Reproduce all entries precisely as they are written.

[Begin RECORDS FOR PROCESSING]

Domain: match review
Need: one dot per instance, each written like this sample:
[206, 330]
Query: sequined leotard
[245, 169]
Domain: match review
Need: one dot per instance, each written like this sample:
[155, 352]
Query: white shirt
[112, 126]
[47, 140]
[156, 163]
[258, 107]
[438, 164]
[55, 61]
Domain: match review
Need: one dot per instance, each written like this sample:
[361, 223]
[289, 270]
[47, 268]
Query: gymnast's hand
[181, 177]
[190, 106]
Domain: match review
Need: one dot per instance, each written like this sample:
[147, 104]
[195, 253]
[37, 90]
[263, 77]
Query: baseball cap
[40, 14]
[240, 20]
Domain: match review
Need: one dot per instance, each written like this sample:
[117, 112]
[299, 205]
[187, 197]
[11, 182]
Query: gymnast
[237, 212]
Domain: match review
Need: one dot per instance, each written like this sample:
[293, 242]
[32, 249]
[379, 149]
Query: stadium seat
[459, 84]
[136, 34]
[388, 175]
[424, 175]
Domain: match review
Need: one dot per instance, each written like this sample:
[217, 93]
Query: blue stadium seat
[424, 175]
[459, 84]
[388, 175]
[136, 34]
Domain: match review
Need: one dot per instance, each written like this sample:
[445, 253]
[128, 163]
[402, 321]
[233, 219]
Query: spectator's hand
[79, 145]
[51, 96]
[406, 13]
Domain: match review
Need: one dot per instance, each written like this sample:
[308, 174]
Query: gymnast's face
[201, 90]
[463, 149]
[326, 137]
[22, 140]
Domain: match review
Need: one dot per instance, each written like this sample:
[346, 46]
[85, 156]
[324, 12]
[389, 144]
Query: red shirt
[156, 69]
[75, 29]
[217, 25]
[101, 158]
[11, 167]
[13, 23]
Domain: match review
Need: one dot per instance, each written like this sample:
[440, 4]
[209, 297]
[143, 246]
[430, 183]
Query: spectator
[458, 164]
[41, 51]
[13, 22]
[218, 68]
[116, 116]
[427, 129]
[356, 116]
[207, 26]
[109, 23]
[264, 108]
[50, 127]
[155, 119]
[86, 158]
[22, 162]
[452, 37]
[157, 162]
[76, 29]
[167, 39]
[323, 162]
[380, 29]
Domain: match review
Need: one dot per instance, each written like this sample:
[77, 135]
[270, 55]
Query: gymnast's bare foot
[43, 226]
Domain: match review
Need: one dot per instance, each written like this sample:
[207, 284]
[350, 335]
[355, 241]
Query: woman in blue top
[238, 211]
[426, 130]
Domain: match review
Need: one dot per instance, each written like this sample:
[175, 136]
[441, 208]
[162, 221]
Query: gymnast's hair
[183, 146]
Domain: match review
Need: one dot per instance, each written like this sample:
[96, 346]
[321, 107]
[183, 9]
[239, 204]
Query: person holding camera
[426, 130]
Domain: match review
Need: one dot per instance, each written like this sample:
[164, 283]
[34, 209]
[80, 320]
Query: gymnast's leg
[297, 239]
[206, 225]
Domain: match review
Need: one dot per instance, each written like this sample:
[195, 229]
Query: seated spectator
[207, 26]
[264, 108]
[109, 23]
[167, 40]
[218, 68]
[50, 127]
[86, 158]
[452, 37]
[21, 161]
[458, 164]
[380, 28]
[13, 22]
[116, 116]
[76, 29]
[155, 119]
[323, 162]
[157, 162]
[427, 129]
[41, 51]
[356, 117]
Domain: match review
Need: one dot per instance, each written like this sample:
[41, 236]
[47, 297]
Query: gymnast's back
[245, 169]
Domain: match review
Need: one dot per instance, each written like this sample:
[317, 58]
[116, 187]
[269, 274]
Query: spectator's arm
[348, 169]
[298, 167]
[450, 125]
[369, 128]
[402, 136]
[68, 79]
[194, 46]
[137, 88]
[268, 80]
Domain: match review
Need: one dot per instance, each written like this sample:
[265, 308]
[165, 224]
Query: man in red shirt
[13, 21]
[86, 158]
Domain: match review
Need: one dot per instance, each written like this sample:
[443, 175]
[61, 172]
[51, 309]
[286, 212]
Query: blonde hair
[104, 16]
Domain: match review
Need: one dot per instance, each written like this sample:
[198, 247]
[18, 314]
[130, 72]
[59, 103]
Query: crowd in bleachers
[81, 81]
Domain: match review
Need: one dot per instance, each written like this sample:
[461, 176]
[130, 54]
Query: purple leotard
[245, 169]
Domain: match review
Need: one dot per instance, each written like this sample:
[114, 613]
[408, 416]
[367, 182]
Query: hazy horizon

[End RECORDS FOR PROCESSING]

* THE RESULT *
Domain: match review
Need: one dot per instance, each written like this sample:
[206, 330]
Query: sequined leotard
[245, 169]
Domain: match review
Need: one dot per instance, each written like this sample:
[155, 352]
Query: white shirt
[112, 126]
[47, 140]
[156, 163]
[258, 107]
[438, 164]
[55, 61]
Domain: match review
Need: one dot per instance, each written like this sample:
[361, 223]
[289, 270]
[47, 268]
Query: gymnast's hand
[181, 177]
[190, 106]
Domain: match review
Need: one dot per instance, each written like this sample:
[147, 104]
[195, 253]
[37, 90]
[263, 77]
Query: baseball cap
[40, 14]
[240, 20]
Domain: match review
Need: one dot per instance, each written like this sample:
[117, 112]
[299, 205]
[187, 197]
[11, 182]
Query: gymnast
[237, 212]
Domain: match review
Need: one dot per instance, each written like this sample:
[293, 242]
[32, 249]
[379, 149]
Query: stadium seat
[459, 84]
[136, 34]
[388, 175]
[424, 175]
Domain: match review
Need: one dot per instance, each written like this sample:
[217, 93]
Query: blue stadium seat
[424, 175]
[459, 84]
[388, 175]
[136, 34]
Domain: match review
Need: one dot per instance, each written like this sample:
[445, 253]
[128, 163]
[402, 321]
[233, 219]
Query: spectator's hand
[79, 145]
[51, 96]
[406, 13]
Domain: match review
Need: one dot per instance, each written like this sample:
[308, 174]
Query: gymnast's face
[201, 90]
[463, 149]
[326, 137]
[22, 140]
Domain: match review
Need: one dot per instance, each written like this sample:
[346, 46]
[85, 156]
[324, 12]
[389, 144]
Query: red shirt
[156, 69]
[75, 29]
[217, 25]
[101, 158]
[11, 167]
[13, 23]
Domain: match review
Need: one dot per instance, each written like this sample:
[440, 4]
[209, 297]
[143, 246]
[430, 183]
Query: spectator
[458, 164]
[41, 51]
[13, 22]
[218, 68]
[116, 116]
[427, 129]
[356, 116]
[207, 26]
[109, 23]
[264, 108]
[50, 127]
[155, 119]
[86, 158]
[22, 162]
[452, 37]
[157, 162]
[76, 29]
[167, 39]
[323, 162]
[380, 29]
Domain: match review
Need: one dot per instance, each written like this sample:
[77, 135]
[270, 55]
Query: gymnast's bare foot
[43, 226]
Domain: match review
Need: one dot per instance, each written like this sample:
[207, 284]
[350, 335]
[355, 241]
Query: woman in blue top
[238, 211]
[426, 130]
Domain: match review
Need: one dot per instance, each written like this sample:
[175, 136]
[441, 208]
[162, 221]
Query: gymnast's hair
[183, 146]
Domain: match review
Need: one dot per instance, each written like this sample:
[96, 346]
[321, 107]
[183, 9]
[239, 204]
Query: person holding camera
[426, 130]
Domain: match review
Need: one dot per instance, each written like this sample:
[164, 283]
[34, 209]
[80, 320]
Query: gymnast's leg
[297, 239]
[206, 225]
Domain: match review
Need: one dot per instance, each written like this sample:
[195, 229]
Query: seated spectator
[207, 26]
[264, 108]
[109, 23]
[167, 40]
[218, 68]
[50, 127]
[86, 158]
[452, 37]
[21, 161]
[458, 164]
[380, 28]
[13, 22]
[116, 116]
[76, 29]
[155, 119]
[323, 162]
[157, 162]
[427, 129]
[41, 51]
[356, 117]
Domain: match review
Need: one dot per instance, each written like this sample:
[41, 236]
[47, 297]
Query: gymnast's back
[245, 169]
Domain: match review
Need: one dot per instance, each written like this sample:
[317, 58]
[116, 187]
[269, 274]
Query: spectator's arm
[348, 169]
[298, 167]
[450, 125]
[369, 128]
[402, 136]
[68, 79]
[194, 46]
[137, 88]
[268, 80]
Domain: match review
Need: one dot per instance, each written like this sample:
[265, 308]
[165, 224]
Query: man in red shirt
[13, 21]
[86, 158]
Domain: match review
Need: one dot per instance, each written like this sample:
[443, 175]
[61, 172]
[51, 309]
[286, 212]
Query: blonde hair
[104, 16]
Domain: match review
Need: one dot per instance, each written like this sample:
[198, 247]
[18, 314]
[130, 72]
[59, 103]
Query: crowd in bleachers
[81, 81]
Domain: match review
Need: one dot per instance, each written like this sample:
[461, 176]
[130, 54]
Query: purple leotard
[245, 169]
Domain: match review
Need: one dot per instance, each written like this sample:
[114, 613]
[408, 416]
[367, 182]
Query: hazy horizon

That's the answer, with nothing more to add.